PROBLEM DETAILS ▸
Give the data below again exactly as it stands. Omit the pictures.

-- Opening Marker --

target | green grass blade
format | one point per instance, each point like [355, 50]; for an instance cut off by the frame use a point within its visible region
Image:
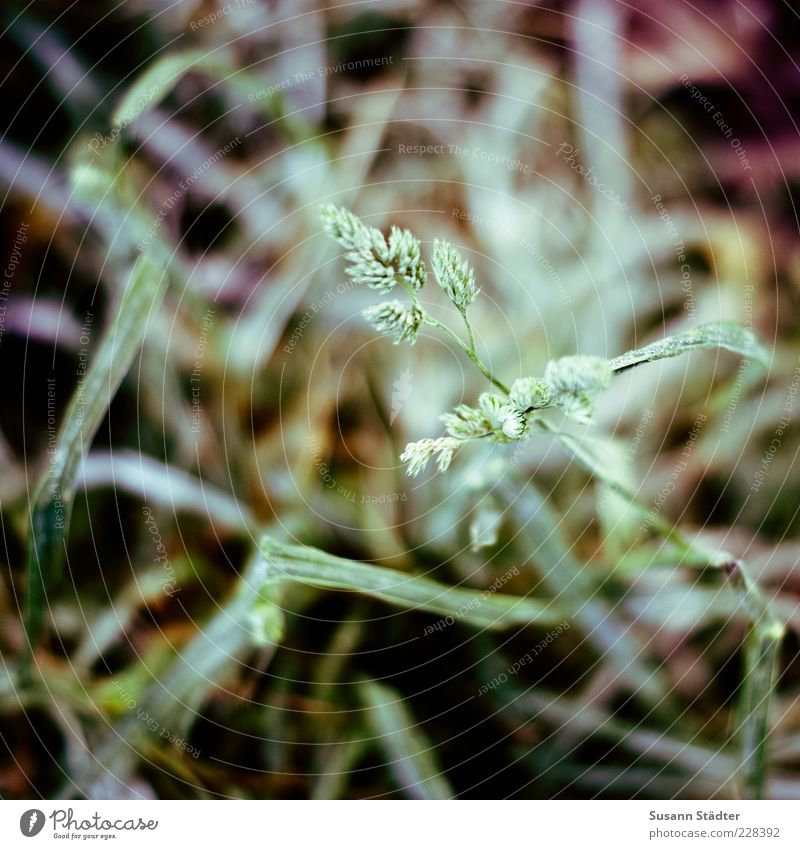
[410, 754]
[759, 679]
[152, 86]
[719, 334]
[475, 607]
[53, 501]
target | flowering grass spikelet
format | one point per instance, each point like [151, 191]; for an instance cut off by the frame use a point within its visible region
[396, 317]
[465, 423]
[530, 393]
[514, 423]
[576, 383]
[405, 257]
[339, 223]
[454, 275]
[417, 454]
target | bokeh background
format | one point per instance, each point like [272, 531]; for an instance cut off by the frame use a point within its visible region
[614, 171]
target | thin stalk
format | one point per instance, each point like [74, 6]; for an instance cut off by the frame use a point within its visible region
[762, 643]
[469, 351]
[468, 348]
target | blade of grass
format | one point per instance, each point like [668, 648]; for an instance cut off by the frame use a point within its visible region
[480, 608]
[761, 645]
[410, 754]
[50, 512]
[759, 679]
[719, 334]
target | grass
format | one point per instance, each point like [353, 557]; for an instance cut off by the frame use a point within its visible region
[294, 616]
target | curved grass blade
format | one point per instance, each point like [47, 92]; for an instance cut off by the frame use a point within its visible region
[155, 83]
[759, 679]
[54, 496]
[475, 607]
[719, 334]
[410, 754]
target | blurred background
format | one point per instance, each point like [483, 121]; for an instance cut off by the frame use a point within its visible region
[614, 172]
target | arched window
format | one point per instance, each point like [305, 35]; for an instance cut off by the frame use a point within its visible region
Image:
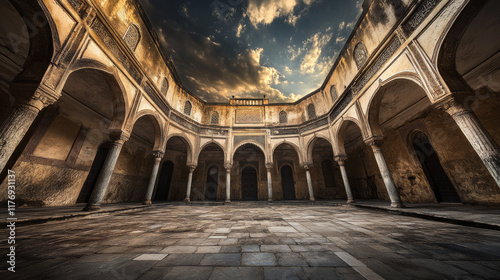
[283, 117]
[164, 87]
[333, 93]
[214, 119]
[187, 108]
[311, 111]
[132, 37]
[360, 55]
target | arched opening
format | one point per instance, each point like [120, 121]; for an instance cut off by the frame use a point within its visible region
[249, 187]
[249, 174]
[361, 168]
[177, 152]
[207, 175]
[327, 180]
[212, 183]
[163, 186]
[287, 183]
[437, 177]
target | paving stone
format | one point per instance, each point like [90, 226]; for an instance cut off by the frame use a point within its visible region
[258, 259]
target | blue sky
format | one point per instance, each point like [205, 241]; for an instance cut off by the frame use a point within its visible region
[248, 48]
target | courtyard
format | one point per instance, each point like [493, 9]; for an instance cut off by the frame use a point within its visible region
[254, 241]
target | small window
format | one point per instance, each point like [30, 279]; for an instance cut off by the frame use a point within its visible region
[283, 117]
[360, 55]
[187, 108]
[214, 119]
[132, 37]
[333, 93]
[311, 111]
[164, 87]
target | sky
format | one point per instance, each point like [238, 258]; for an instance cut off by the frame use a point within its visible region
[283, 49]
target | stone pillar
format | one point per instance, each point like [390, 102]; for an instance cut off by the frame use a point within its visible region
[17, 123]
[478, 136]
[190, 182]
[341, 161]
[385, 172]
[309, 181]
[106, 171]
[228, 182]
[269, 168]
[152, 180]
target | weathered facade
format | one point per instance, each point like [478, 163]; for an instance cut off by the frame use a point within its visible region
[93, 111]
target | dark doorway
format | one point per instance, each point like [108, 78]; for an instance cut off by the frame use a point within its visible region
[91, 180]
[249, 184]
[212, 184]
[167, 169]
[327, 168]
[439, 181]
[287, 183]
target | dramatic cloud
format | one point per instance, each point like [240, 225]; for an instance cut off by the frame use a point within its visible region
[263, 12]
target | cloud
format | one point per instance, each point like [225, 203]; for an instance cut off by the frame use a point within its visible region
[264, 12]
[313, 46]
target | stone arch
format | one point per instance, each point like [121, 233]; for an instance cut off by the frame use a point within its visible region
[447, 46]
[374, 105]
[189, 146]
[158, 125]
[255, 143]
[310, 146]
[340, 134]
[121, 104]
[294, 146]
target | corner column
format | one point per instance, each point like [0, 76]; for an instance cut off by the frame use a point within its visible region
[152, 180]
[341, 161]
[269, 168]
[190, 182]
[478, 136]
[17, 123]
[228, 182]
[385, 172]
[307, 167]
[106, 171]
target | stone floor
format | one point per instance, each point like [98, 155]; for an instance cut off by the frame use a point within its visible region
[253, 242]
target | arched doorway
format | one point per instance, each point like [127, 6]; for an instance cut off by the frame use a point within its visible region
[437, 177]
[163, 187]
[249, 190]
[212, 183]
[287, 183]
[91, 180]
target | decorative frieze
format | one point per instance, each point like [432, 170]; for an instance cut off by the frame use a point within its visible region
[113, 47]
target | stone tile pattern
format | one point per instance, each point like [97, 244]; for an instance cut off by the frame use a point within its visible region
[248, 242]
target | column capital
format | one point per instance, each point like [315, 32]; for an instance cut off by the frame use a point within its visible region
[158, 154]
[340, 159]
[119, 137]
[374, 141]
[191, 167]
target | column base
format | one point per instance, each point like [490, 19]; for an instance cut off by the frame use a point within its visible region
[89, 208]
[397, 205]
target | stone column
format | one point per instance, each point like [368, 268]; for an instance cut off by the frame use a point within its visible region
[17, 123]
[106, 171]
[152, 180]
[190, 182]
[341, 161]
[309, 181]
[385, 172]
[478, 136]
[269, 168]
[228, 182]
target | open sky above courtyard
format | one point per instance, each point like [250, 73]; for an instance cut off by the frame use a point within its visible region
[249, 48]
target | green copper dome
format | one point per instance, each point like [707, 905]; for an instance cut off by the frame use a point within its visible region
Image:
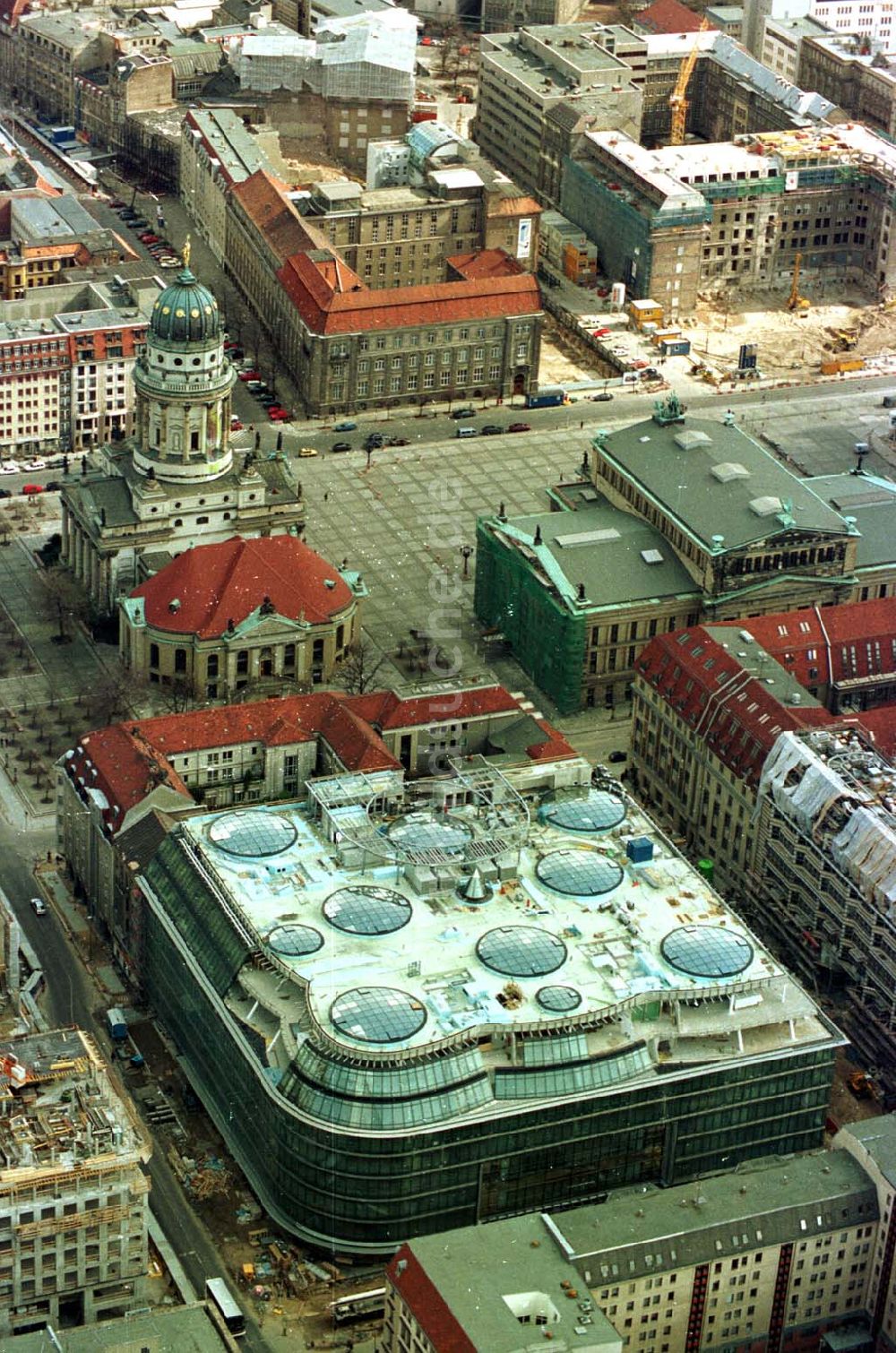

-- Closing Marker --

EXERCISE RESULT ▸
target | green grass blade
format | one point per instance, each point like [355, 50]; for an instance cut off by the frame use a point within its visible region
Image:
[410, 754]
[759, 679]
[152, 86]
[719, 334]
[475, 607]
[53, 501]
target | flowering grass spikelet
format | one point per instance, each point like [151, 191]; for an instance cut off by the frame use a point within its visible region
[396, 317]
[465, 423]
[530, 393]
[514, 423]
[576, 383]
[405, 257]
[339, 223]
[454, 275]
[417, 454]
target | bokeh background
format | one point per instance, each point like [272, 531]; for an instance cut off by the frame use a point within its visible region
[614, 171]
target | thin stalk
format | one point per instance, each point like [74, 6]; for an instance cut off by the frame use a point within its visible region
[762, 643]
[469, 351]
[468, 348]
target | blade of grass
format | one point per instance, each point like [668, 648]; for an instance cut off by the frame use a point within its visible region
[480, 608]
[761, 645]
[410, 754]
[50, 512]
[759, 679]
[719, 334]
target | grass
format | one point per instance, each point like [353, 557]; for an instance cut off by the frame use a point within its visible region
[294, 616]
target | curved grass blade
format | one point per instance, each point like [47, 92]; for an instance cut off by the frame use a point within its visible region
[155, 83]
[759, 679]
[54, 496]
[475, 607]
[719, 334]
[410, 754]
target | blurred background
format | one point per instance, each point like [483, 121]; for an instance cut off by the frame use a point within its visible region
[614, 172]
target | arched window
format | one point per instance, each point like [305, 35]; for an instance cut off by the frame use a point within its visible region
Image:
[283, 117]
[164, 87]
[333, 93]
[214, 119]
[187, 108]
[311, 111]
[132, 37]
[360, 55]
target | arched opening
format | one point per instance, each point like [120, 121]; for an instance cut off by the frame use a point within its visible region
[249, 187]
[249, 174]
[361, 168]
[177, 152]
[207, 175]
[327, 180]
[212, 183]
[163, 186]
[287, 183]
[437, 177]
target | paving stone
format | one point per instance, each point like [90, 226]; for an instance cut off by the frame use a point within its visible region
[258, 259]
target | blue sky
format | one point per instance, each point like [205, 241]; for an instance cut off by the frame use a point within its visible region
[248, 48]
target | courtyard
format | one point per instance, each point like [493, 9]; for an instance cut off by the frame use a point within its visible region
[254, 241]
target | small window
format | one point per instance, each point like [30, 279]; for an instance cut off by the frame use a point within its visible region
[283, 117]
[360, 55]
[187, 108]
[214, 119]
[132, 37]
[333, 93]
[311, 111]
[164, 87]
target | sky
format | one point per instance, each point like [238, 258]; for an instance cut off by the frame use a point within its visible region
[283, 49]
target | stone pillar
format | one point per instance, each point like [390, 102]; for an instance cut off by the frame use a point within its visible region
[17, 123]
[478, 136]
[190, 182]
[341, 161]
[385, 172]
[309, 181]
[106, 171]
[228, 182]
[269, 168]
[152, 180]
target | weathered facade
format | one point per instance, each point like [478, 163]; for an instance cut off by the frame use a point within its visible region
[93, 111]
target | dark doorway
format | one point per instance, each point like [108, 78]; for an instance cut off by the frame use a point within its visible region
[91, 180]
[249, 184]
[212, 184]
[167, 169]
[327, 168]
[439, 181]
[287, 183]
target | dramatic cloud
format | one point per instance, each point like [240, 225]; for an instance cut off by the frame use a point within its visible region
[263, 12]
target | cloud
format | one point per instance, each point like [225, 203]; for an instance cut off by the frame use a point within its visible region
[264, 12]
[313, 46]
target | stone arch
format | one point per instance, each point like [121, 233]; for an instance cut off by the frame use a point within its visible region
[447, 46]
[374, 105]
[189, 146]
[158, 125]
[255, 143]
[310, 146]
[340, 134]
[121, 104]
[294, 146]
target | corner column
format | one point per instance, each point like [0, 76]; for an instance cut off by the frame use a point within its visible region
[152, 180]
[341, 161]
[269, 168]
[190, 182]
[478, 136]
[17, 123]
[228, 182]
[385, 172]
[307, 167]
[106, 171]
target | stone floor
format | one point per instance, each point like [98, 155]; for an instance cut off by the frame use a point within its visible region
[253, 242]
target | arched doorway
format | one point per instance, each point like [127, 6]; for an instance cut off by the frame use a point within its visible region
[437, 177]
[163, 187]
[249, 190]
[212, 183]
[287, 183]
[91, 180]
target | decorative frieze
format | one point per instance, each point like [432, 170]; for an instance cut off by the frame use a point within its visible region
[113, 47]
target | stone tile pattern
format | one point per instance, each point like [97, 244]; for an instance cut off by the frame use a point within its visible region
[248, 242]
target | column capital
format | one point per instance, each point like [315, 32]; for an instance cut off by the frame use a point within its visible region
[158, 154]
[340, 159]
[119, 137]
[374, 141]
[191, 167]
target | column base
format | one point per instance, each point like [490, 19]; for an instance cut off by the frame use a point within its visible region
[89, 208]
[397, 205]
target | stone column
format | one point per instance, each point like [368, 268]; for an instance cut off by the frame use a point within its visible region
[17, 123]
[106, 171]
[152, 180]
[190, 182]
[341, 161]
[309, 181]
[385, 172]
[478, 136]
[269, 168]
[228, 182]
target | open sky above courtyard
format | one point per instance, each point like [250, 73]; for an instance cut off by the frame use a point within its visible region
[249, 48]
target | green copper dome
format | one point per instance, each point like [707, 905]; for an instance cut off by the frame use a point within its visible region
Image:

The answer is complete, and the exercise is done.